• Supplied records:
══════════════════════════════
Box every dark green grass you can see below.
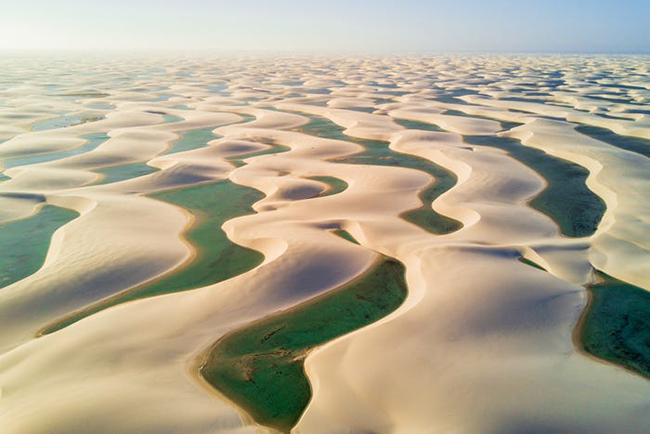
[200,258,408,433]
[40,181,265,334]
[297,114,462,235]
[0,205,79,289]
[464,135,606,238]
[582,271,650,379]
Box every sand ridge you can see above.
[0,54,649,433]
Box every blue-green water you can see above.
[88,104,115,110]
[41,181,265,334]
[163,114,184,123]
[31,115,103,132]
[146,94,176,102]
[464,135,606,238]
[296,114,462,234]
[94,163,159,185]
[3,132,110,170]
[209,83,229,95]
[441,109,524,131]
[0,205,79,290]
[576,125,650,160]
[583,271,650,380]
[42,133,292,333]
[164,113,255,156]
[93,114,253,185]
[201,258,408,433]
[163,127,220,156]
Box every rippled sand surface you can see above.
[0,54,649,433]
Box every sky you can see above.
[0,0,648,53]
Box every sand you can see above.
[0,53,649,433]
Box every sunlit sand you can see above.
[0,54,649,433]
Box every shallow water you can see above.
[42,123,292,333]
[1,54,649,433]
[94,162,159,185]
[576,124,650,160]
[583,272,650,379]
[464,135,606,238]
[31,115,103,132]
[0,205,79,290]
[306,176,348,198]
[201,257,407,432]
[3,132,110,170]
[41,181,265,334]
[163,126,220,155]
[298,114,463,235]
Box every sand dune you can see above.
[0,54,649,433]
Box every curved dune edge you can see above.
[38,137,298,335]
[297,126,634,432]
[277,106,469,233]
[197,255,409,432]
[0,203,79,291]
[0,109,265,352]
[0,55,648,433]
[505,119,650,289]
[209,105,636,430]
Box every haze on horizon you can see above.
[0,0,648,54]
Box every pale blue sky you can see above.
[1,0,648,52]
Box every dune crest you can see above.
[0,54,648,433]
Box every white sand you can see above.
[0,54,649,433]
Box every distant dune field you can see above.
[0,54,649,433]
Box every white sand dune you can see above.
[0,54,649,434]
[505,119,650,289]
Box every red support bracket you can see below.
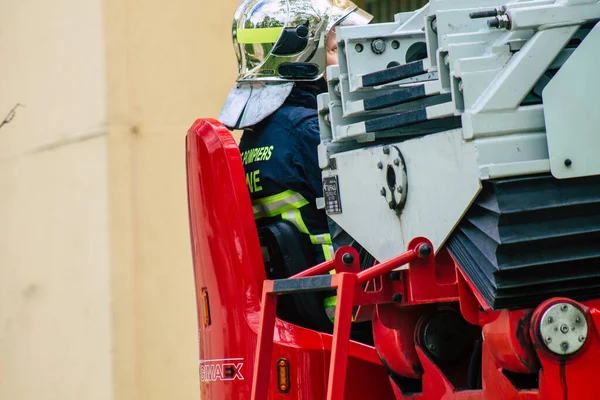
══════════════════════════════
All lines from the one containing "Box every distant" to the last line of the data above, both included, should be printed exactly, and the pictures should not appear.

• Result:
Box every distant dune field you can see above.
[0,54,649,433]
Box every white sand dune you can see above.
[0,54,649,434]
[505,119,650,289]
Box every red support bracket you can see below.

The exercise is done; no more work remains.